• **EXERCISE INSTRUCTIONS**
For the entries below, the expected answer is the line with "If you could mark the silver car", the line with "If you could mark the asphalt", and every line between them, exactly as written, and nothing more.

=== Begin Enclosure ===

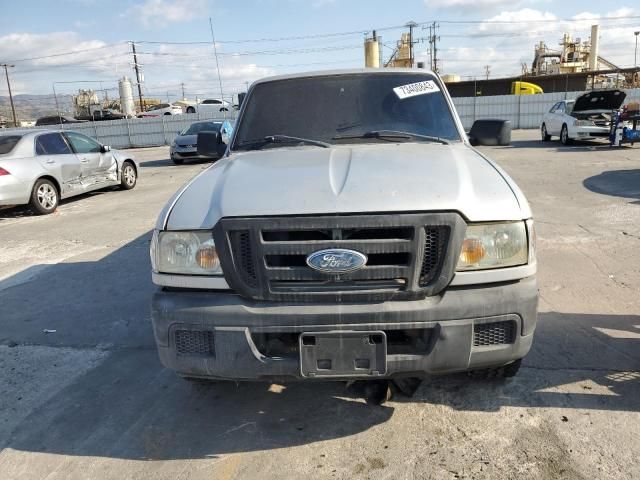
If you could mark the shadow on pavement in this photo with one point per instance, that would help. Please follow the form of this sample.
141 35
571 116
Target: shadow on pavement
130 407
169 163
22 211
584 146
617 183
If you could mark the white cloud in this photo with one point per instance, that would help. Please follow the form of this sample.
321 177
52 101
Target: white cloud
160 13
322 3
526 20
466 3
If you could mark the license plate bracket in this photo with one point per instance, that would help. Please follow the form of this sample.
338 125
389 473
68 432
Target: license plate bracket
343 354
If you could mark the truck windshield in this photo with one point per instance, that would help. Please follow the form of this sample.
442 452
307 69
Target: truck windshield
351 108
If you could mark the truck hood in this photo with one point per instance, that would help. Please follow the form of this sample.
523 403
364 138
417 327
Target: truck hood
347 179
607 100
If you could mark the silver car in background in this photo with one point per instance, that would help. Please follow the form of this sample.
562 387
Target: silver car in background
41 167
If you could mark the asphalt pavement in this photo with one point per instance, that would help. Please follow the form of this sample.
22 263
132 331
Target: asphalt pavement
90 399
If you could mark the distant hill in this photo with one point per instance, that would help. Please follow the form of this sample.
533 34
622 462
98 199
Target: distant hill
32 107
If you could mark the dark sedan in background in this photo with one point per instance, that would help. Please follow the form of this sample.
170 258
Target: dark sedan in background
185 145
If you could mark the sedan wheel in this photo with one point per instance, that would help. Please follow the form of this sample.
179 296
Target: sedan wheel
129 176
44 198
543 132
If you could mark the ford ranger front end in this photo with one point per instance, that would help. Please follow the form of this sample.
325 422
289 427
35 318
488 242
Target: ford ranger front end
350 231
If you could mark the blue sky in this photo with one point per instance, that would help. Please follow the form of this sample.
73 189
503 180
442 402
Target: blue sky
249 38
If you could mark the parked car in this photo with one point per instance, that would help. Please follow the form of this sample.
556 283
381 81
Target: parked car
185 145
210 105
41 167
349 232
102 115
588 116
161 109
56 120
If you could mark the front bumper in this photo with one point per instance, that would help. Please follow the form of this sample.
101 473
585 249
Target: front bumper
185 153
585 132
234 323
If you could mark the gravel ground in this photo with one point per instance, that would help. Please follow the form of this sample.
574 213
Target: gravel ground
92 401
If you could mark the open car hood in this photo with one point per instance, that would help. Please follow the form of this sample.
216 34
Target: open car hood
599 100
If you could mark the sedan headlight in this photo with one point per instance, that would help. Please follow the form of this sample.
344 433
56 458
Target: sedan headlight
187 253
494 245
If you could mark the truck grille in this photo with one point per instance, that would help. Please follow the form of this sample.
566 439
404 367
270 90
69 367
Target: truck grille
265 258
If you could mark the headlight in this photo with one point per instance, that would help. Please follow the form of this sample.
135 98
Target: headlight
494 245
190 253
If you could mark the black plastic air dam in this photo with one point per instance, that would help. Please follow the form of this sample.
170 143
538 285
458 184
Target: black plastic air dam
452 314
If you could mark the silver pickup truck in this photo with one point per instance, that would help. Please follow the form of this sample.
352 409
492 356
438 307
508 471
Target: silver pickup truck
349 232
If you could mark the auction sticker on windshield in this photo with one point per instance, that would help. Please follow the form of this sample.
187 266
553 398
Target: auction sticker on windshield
418 88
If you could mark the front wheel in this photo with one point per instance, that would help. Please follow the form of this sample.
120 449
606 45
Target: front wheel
128 176
564 135
44 197
543 133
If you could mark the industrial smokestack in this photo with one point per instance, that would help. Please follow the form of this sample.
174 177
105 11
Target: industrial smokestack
372 52
593 54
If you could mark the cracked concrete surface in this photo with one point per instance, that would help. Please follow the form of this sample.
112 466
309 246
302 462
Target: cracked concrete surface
92 401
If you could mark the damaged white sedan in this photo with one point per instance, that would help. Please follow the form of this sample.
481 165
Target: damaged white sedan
587 117
41 167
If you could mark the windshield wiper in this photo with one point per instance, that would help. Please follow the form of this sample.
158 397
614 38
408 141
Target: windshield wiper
391 134
282 139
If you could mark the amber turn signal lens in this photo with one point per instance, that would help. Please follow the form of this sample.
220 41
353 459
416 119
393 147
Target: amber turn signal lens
472 251
207 258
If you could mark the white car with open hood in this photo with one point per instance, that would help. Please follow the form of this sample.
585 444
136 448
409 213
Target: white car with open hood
350 231
587 117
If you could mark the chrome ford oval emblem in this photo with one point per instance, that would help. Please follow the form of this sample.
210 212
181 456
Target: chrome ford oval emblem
336 260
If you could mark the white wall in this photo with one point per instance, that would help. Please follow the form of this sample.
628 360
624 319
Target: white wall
524 111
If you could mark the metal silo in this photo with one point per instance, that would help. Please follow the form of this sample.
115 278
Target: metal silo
126 97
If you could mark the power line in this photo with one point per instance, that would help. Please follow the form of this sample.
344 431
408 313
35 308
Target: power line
137 69
61 54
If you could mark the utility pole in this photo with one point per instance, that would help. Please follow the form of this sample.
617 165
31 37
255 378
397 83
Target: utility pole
411 26
13 109
138 79
215 52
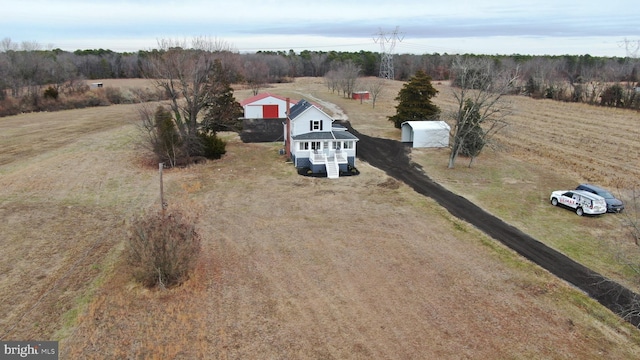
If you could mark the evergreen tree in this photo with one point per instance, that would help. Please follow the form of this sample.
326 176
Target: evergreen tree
223 111
471 135
168 143
414 101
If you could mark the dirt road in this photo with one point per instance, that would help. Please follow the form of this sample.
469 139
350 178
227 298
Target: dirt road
391 157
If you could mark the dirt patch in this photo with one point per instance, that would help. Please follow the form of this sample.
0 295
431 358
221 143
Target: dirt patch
390 156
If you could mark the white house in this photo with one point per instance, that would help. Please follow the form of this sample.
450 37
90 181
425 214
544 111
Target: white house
313 142
426 133
265 106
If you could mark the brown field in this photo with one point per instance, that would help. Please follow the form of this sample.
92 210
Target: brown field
295 267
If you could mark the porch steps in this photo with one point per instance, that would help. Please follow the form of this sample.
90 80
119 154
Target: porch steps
333 170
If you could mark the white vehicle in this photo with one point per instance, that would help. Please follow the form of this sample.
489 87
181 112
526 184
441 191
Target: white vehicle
583 202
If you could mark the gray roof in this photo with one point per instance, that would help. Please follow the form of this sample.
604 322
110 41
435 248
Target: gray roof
326 135
299 108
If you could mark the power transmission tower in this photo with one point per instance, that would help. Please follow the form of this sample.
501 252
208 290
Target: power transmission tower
632 47
387 44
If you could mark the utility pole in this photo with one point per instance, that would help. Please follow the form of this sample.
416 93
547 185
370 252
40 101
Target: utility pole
162 203
387 44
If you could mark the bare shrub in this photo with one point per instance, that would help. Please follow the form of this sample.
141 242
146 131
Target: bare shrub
163 248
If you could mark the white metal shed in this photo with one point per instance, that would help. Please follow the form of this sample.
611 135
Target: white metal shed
426 133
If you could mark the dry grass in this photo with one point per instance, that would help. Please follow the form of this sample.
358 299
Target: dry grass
292 267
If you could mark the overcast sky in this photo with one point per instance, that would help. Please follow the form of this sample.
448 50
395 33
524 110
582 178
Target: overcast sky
538 27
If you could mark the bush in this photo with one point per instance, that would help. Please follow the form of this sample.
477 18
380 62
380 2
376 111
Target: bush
212 146
51 93
162 249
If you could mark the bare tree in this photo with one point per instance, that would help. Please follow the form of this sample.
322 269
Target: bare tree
481 109
183 69
256 72
374 86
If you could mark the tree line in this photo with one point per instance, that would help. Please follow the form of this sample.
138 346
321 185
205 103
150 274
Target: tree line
26 70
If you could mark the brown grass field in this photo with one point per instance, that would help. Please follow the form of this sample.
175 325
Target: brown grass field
309 268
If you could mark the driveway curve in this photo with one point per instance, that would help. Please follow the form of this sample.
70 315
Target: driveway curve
391 157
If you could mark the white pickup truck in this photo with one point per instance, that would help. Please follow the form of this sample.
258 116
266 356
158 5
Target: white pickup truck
582 202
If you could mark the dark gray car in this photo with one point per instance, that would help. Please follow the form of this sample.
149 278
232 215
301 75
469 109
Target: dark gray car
613 204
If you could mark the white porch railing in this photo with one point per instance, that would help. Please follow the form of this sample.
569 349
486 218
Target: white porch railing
320 157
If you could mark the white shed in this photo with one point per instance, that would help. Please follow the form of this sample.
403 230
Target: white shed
426 133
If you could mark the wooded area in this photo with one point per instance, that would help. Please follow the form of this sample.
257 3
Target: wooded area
33 75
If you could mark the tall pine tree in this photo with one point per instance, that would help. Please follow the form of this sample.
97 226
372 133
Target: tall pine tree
223 111
414 101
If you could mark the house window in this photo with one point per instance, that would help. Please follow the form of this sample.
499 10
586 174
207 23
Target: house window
316 125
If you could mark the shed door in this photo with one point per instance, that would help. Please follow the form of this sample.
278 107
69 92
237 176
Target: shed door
270 111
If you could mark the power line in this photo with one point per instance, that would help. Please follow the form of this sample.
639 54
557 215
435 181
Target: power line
387 44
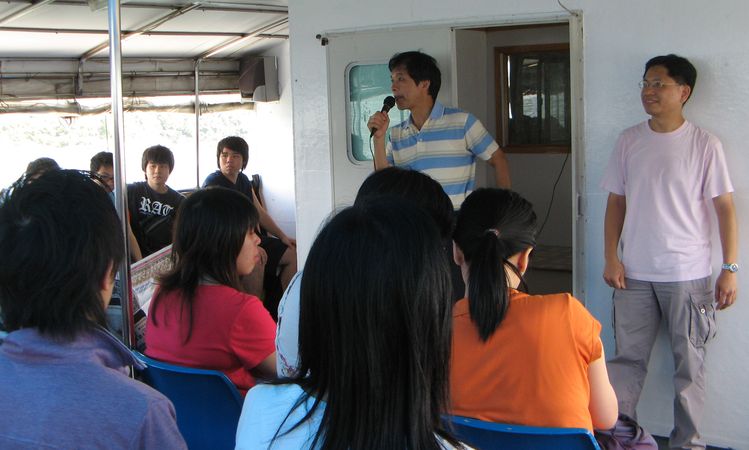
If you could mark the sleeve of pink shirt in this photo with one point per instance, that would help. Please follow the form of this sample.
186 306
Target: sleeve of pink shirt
717 180
253 334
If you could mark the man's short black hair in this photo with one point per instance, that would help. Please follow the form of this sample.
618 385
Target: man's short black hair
420 67
41 165
157 154
100 160
236 144
678 68
59 237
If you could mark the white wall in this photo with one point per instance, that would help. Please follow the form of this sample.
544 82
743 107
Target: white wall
272 149
619 38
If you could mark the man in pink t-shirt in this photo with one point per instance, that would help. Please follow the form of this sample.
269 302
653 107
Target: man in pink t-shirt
661 178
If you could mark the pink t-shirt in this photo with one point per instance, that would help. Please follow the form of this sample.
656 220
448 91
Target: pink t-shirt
668 180
231 332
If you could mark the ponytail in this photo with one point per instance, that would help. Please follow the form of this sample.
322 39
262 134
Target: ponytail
487 285
492 225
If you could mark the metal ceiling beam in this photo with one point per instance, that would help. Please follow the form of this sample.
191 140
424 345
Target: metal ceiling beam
146 28
233 42
133 32
208 6
22 12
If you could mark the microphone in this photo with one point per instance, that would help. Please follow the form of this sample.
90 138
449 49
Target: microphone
387 105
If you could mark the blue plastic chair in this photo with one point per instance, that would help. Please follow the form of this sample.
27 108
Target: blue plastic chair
490 436
207 403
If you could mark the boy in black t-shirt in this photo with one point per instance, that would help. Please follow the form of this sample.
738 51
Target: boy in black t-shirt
151 203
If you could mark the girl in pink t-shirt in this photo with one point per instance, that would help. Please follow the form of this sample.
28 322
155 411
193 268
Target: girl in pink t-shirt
199 317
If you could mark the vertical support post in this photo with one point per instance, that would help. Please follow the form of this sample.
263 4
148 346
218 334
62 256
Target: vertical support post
197 123
115 73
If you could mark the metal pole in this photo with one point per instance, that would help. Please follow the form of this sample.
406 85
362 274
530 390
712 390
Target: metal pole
115 66
197 123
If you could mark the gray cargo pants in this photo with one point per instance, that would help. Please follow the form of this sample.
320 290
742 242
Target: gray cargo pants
689 311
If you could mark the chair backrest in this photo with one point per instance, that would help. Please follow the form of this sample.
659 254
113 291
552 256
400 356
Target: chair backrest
207 403
487 435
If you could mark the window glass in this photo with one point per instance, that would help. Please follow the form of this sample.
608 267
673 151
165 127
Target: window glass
368 85
534 102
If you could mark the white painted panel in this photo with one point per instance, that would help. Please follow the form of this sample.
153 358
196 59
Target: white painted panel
371 48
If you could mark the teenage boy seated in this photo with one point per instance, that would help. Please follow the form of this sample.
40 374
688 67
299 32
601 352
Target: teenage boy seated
151 203
63 377
102 165
232 154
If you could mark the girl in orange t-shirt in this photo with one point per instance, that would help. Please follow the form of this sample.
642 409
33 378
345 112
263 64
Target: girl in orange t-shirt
517 358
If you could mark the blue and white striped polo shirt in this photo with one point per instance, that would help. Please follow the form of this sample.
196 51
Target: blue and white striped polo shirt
445 148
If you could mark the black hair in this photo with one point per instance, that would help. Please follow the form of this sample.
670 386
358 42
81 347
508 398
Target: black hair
209 231
492 226
102 159
678 68
413 186
41 165
236 144
420 67
59 237
375 329
157 154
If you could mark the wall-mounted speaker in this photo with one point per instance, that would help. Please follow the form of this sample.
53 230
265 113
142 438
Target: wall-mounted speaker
258 78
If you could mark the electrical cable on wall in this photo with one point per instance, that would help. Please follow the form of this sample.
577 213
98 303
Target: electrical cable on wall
553 191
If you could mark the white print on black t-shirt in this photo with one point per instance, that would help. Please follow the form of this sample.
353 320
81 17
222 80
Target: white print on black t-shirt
154 208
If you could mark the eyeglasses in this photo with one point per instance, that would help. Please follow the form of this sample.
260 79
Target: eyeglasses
657 84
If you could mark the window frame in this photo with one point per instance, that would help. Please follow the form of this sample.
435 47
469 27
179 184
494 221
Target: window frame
502 95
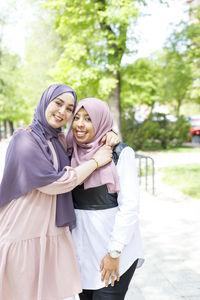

=== End Enclosure ===

• **ANSWER TO THIS EXERCISE**
If you could mark the silver car in background in this photo with one point per instance, that would help. Please follow the form of this sample.
562 387
Target: silver car in background
41 167
If you could mark the asphalt pavement in this photo with one point per instance, that would help. Please follow the form of this sample.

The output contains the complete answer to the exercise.